** WHAT TO WORK ON **
Where does the word "below" appear in the data? Copy every line that holds it.

** RECORDS SUPPLIED **

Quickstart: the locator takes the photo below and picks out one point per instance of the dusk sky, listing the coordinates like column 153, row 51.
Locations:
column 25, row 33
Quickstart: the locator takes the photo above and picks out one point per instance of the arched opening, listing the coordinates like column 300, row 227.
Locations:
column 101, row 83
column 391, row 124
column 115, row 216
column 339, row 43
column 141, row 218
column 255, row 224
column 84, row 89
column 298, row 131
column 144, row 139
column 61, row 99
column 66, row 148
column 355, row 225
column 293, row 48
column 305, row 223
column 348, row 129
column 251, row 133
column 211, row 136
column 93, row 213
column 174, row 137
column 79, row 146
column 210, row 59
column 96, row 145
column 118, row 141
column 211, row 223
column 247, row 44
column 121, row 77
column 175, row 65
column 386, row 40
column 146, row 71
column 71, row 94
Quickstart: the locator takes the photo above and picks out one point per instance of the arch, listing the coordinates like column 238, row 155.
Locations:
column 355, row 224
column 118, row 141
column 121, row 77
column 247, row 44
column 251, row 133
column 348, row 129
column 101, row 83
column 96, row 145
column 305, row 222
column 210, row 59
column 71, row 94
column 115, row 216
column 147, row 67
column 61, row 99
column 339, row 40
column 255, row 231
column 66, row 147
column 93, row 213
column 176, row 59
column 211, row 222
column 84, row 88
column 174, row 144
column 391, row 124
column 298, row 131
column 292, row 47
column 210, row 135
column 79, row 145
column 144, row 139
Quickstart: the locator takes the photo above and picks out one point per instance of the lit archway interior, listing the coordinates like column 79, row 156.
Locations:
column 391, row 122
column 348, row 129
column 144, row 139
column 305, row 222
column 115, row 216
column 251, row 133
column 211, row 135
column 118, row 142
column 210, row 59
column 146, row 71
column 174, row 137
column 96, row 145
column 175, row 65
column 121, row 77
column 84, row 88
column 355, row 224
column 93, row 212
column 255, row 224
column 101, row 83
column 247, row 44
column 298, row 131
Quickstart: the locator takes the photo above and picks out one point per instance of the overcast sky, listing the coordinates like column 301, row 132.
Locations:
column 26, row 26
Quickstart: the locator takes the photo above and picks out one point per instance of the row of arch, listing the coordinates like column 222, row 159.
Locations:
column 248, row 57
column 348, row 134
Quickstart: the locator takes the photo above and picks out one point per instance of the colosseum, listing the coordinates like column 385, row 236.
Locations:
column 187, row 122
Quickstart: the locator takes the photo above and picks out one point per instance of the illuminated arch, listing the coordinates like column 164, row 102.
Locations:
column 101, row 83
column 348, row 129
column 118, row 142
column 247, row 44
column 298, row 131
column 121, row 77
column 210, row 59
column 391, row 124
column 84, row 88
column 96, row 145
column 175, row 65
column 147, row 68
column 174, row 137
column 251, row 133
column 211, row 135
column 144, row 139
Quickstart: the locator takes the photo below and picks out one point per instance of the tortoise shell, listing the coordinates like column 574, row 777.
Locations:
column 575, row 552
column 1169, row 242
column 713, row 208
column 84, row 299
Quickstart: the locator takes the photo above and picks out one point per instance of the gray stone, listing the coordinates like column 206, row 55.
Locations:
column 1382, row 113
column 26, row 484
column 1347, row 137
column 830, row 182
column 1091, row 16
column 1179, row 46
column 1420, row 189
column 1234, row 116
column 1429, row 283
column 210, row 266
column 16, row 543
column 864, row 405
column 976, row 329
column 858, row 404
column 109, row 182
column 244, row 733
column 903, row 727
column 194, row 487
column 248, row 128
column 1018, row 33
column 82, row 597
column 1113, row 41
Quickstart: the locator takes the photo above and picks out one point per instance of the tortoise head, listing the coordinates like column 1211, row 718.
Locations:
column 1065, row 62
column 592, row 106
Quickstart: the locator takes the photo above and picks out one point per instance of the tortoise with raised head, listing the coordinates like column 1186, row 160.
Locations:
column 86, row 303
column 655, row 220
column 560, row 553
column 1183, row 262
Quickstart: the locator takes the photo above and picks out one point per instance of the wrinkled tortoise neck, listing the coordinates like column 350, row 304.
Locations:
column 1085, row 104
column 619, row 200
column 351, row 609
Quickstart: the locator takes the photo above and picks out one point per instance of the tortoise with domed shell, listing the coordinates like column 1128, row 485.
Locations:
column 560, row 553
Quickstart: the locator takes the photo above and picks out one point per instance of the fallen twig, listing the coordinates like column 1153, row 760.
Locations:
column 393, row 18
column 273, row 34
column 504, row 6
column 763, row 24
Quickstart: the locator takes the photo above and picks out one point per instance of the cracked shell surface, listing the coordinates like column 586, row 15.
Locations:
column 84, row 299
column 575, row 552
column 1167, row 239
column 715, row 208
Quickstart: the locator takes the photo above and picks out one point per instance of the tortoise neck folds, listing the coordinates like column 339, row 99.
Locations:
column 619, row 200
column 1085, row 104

** RESULT **
Quickstart: the locator takes the photo below and picks out one point per instance of the dusk sky, listing the coordinates like column 153, row 51.
Quickstart: the locator takes the photo below and picks out one point per instance of the tortoise shell, listing the coordinates like column 574, row 777.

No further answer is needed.